— START —

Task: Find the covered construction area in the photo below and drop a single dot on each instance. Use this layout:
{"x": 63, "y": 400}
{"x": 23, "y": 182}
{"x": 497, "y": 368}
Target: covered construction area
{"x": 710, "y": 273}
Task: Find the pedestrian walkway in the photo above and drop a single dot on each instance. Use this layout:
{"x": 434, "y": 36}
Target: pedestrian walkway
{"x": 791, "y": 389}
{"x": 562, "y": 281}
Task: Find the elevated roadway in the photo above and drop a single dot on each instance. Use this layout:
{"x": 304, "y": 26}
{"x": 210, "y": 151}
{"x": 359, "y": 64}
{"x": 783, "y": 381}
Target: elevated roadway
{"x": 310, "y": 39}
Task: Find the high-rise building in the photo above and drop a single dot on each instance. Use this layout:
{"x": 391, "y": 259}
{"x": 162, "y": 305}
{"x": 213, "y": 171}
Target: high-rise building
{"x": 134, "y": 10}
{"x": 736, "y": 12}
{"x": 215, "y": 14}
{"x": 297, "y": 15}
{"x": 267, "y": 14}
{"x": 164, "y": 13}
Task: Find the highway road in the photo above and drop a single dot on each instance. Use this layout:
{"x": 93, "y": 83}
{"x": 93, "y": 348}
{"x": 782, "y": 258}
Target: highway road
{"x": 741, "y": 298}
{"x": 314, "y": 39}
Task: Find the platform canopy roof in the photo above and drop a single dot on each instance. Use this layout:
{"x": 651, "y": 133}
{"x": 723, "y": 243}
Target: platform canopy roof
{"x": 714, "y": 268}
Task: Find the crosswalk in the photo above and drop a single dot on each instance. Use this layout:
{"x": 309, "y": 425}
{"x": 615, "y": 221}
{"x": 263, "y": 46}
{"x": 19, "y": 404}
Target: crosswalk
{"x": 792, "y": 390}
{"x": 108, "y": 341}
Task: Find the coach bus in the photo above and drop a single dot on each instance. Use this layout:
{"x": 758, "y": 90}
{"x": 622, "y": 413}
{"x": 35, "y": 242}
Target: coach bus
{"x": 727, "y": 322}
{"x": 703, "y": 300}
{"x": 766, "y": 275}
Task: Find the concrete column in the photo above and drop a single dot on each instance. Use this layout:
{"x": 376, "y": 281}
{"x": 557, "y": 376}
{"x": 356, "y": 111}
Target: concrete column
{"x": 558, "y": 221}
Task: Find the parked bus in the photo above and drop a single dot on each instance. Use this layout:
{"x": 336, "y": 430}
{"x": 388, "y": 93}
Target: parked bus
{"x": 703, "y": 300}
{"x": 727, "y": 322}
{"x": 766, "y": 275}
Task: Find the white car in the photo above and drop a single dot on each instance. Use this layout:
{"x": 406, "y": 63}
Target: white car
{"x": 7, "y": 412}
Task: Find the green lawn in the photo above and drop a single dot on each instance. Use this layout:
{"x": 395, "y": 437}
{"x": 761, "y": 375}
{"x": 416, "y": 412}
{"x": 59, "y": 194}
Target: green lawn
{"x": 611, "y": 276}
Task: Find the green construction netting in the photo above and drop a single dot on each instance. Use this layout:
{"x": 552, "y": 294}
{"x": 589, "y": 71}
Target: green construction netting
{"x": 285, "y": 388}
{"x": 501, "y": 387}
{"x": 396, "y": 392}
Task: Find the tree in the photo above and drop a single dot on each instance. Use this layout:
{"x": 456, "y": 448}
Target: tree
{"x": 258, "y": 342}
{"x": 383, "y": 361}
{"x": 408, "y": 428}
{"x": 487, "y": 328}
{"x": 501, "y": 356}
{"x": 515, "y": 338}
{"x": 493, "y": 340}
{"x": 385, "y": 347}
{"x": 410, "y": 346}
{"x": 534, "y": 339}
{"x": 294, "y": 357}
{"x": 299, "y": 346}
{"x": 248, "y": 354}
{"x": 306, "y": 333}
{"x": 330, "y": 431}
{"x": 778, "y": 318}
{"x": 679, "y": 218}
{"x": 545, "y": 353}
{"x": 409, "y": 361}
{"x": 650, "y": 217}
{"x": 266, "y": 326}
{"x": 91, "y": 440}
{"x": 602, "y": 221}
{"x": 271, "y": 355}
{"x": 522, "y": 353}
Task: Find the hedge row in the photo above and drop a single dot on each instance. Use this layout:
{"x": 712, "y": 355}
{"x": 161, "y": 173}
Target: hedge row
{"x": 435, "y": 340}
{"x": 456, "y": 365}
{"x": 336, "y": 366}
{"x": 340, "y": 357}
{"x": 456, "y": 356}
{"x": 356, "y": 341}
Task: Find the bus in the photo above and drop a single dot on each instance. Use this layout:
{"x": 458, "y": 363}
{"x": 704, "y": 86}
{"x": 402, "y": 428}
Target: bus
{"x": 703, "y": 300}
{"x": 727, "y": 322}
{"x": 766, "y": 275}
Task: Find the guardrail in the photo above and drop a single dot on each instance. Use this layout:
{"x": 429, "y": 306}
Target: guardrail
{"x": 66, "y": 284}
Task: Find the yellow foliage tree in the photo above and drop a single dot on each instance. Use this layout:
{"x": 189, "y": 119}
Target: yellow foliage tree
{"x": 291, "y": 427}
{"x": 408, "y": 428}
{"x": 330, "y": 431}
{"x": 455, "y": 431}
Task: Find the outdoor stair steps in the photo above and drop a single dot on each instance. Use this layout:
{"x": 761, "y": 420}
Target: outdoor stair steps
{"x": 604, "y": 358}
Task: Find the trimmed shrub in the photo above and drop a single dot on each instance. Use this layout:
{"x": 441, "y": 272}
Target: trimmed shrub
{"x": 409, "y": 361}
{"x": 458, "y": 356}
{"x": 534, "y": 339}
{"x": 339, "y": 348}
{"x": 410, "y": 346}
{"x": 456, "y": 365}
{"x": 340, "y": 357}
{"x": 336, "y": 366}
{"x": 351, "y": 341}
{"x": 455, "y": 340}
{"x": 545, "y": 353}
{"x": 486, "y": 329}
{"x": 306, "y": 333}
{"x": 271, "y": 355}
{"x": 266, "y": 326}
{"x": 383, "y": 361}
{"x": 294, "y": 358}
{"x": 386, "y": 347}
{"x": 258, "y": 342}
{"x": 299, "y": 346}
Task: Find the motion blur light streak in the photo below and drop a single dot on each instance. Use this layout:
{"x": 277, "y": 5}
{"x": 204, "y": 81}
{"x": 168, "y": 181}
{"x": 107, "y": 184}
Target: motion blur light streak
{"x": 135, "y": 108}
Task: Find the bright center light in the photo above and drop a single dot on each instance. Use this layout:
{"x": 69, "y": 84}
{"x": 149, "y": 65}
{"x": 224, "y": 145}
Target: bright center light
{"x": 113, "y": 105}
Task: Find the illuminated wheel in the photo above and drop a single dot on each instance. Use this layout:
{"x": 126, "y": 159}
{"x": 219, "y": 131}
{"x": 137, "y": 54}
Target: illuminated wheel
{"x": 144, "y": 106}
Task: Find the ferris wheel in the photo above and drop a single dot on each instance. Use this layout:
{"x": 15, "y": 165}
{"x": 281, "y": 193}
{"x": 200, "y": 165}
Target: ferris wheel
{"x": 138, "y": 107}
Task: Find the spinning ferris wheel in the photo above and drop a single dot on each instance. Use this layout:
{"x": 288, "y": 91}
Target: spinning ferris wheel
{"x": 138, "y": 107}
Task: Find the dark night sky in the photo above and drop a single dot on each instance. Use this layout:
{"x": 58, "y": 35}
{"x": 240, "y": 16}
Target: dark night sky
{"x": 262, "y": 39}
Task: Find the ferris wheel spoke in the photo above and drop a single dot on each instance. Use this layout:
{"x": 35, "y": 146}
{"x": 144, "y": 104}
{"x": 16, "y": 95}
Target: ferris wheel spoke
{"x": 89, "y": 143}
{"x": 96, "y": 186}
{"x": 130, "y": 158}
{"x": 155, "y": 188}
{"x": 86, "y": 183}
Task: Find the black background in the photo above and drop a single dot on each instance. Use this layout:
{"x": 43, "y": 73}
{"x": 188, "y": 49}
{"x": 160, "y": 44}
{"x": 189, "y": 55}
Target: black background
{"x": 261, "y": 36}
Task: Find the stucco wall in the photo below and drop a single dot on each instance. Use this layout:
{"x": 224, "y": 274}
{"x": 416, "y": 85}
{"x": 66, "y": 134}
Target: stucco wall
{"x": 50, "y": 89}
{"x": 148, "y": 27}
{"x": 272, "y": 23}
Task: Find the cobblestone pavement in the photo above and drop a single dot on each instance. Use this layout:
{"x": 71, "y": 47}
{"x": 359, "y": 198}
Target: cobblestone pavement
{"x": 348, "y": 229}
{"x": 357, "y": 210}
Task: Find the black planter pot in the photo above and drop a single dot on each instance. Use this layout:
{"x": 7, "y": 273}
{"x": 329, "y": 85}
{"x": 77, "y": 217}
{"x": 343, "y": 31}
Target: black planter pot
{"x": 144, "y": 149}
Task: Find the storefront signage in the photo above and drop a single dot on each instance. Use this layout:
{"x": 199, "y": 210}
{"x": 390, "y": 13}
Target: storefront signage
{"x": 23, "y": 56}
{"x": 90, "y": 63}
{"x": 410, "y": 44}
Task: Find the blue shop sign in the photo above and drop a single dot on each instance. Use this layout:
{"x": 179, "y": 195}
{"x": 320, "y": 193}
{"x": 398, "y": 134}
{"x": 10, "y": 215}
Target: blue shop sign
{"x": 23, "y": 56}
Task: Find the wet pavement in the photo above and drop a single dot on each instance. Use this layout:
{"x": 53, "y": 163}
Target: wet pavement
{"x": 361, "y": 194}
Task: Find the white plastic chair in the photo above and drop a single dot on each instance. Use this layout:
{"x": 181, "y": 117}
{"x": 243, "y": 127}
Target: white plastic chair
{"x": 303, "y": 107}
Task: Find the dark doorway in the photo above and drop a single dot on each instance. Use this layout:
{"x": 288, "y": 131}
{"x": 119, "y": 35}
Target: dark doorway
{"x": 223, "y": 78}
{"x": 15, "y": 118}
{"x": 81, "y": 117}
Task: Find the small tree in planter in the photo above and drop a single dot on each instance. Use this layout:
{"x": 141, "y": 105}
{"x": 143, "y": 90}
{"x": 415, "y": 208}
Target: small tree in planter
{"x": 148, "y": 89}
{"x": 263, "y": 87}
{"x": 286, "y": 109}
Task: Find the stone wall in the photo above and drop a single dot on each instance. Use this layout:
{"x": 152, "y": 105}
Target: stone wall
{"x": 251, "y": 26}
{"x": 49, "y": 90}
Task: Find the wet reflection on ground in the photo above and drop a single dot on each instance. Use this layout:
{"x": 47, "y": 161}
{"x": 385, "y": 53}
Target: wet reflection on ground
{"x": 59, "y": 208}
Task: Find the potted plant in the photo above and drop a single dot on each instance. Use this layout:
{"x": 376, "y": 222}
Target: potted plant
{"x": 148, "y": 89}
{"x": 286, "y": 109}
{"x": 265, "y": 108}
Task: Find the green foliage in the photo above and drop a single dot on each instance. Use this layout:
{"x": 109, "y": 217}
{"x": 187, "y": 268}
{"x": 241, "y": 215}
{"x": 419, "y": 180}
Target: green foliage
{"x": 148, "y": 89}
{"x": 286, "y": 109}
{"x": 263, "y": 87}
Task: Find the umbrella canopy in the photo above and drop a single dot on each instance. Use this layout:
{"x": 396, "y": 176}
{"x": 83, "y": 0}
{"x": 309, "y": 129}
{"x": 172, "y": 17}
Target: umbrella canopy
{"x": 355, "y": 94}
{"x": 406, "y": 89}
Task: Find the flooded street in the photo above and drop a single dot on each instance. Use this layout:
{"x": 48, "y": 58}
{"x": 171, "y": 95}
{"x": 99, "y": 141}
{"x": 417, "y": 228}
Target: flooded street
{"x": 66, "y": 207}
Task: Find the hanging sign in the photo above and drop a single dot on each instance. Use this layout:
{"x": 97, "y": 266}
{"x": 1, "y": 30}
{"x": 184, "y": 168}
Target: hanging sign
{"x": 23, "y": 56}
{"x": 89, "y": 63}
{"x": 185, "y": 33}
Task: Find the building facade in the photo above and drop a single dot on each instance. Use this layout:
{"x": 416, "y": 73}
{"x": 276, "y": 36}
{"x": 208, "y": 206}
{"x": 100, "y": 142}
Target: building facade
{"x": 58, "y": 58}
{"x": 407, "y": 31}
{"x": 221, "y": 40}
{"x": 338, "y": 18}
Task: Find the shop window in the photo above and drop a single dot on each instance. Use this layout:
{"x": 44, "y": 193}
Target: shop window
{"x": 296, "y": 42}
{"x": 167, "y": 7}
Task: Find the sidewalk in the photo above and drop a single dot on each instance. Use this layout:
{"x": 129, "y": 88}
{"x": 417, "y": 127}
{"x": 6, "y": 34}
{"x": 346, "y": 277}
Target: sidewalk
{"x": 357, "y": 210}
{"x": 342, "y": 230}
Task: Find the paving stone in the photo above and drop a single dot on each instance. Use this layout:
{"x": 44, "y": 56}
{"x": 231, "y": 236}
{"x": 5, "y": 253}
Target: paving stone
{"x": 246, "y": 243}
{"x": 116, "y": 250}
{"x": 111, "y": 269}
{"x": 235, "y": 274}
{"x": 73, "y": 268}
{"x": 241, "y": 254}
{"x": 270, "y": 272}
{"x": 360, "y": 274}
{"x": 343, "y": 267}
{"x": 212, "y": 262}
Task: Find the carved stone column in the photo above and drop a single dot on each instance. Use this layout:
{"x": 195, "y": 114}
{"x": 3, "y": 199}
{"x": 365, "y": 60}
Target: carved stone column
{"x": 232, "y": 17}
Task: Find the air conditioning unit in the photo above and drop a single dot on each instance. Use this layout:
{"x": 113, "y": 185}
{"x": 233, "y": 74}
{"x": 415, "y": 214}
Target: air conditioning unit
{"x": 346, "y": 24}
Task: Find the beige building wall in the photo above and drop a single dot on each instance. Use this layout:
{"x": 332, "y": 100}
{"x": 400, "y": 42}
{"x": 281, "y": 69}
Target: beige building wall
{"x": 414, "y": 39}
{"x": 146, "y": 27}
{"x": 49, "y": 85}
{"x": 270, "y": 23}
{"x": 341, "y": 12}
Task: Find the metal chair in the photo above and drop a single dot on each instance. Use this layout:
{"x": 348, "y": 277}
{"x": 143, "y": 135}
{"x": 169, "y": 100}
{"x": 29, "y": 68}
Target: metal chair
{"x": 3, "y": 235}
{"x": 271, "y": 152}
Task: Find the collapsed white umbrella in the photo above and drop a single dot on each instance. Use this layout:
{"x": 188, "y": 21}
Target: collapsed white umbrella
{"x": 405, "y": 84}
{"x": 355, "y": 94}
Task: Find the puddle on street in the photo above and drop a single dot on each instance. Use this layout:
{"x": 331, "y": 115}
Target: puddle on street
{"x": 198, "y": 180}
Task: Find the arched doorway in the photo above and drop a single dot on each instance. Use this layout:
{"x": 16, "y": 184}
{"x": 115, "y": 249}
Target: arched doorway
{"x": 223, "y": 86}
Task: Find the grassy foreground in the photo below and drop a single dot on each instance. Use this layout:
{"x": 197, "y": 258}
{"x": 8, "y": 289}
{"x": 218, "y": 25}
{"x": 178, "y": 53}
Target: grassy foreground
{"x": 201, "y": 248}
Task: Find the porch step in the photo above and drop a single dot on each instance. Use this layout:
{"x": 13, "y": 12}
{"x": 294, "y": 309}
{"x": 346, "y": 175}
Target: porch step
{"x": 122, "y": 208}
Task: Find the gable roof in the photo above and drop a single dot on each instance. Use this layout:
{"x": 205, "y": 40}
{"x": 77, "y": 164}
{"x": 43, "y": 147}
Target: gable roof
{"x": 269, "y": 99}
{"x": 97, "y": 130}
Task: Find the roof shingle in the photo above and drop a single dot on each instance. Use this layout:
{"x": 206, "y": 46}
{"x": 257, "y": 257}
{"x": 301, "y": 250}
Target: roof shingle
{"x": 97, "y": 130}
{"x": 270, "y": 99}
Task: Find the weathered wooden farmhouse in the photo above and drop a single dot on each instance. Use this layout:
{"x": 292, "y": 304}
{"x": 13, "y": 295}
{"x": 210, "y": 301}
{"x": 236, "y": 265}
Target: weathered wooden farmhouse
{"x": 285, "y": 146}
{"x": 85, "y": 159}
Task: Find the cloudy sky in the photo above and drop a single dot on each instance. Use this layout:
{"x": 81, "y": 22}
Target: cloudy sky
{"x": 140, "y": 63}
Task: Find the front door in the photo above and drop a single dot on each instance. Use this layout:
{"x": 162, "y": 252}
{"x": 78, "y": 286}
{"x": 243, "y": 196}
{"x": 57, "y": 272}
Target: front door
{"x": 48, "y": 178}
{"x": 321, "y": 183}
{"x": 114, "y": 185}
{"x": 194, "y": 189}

— END —

Problem to work on
Change "front door" to "main entrance" throughout the part that opens with the line containing "Task: Find the front" and closes with the last of the lines, leaving everything else untouched. Reproduce only that part.

Answer for the task
Task: Find the main entrance in the photo above and drop a single dot on each instance. Use this layout:
{"x": 162, "y": 252}
{"x": 78, "y": 286}
{"x": 243, "y": 196}
{"x": 57, "y": 272}
Target: main entrance
{"x": 48, "y": 178}
{"x": 321, "y": 183}
{"x": 114, "y": 185}
{"x": 194, "y": 189}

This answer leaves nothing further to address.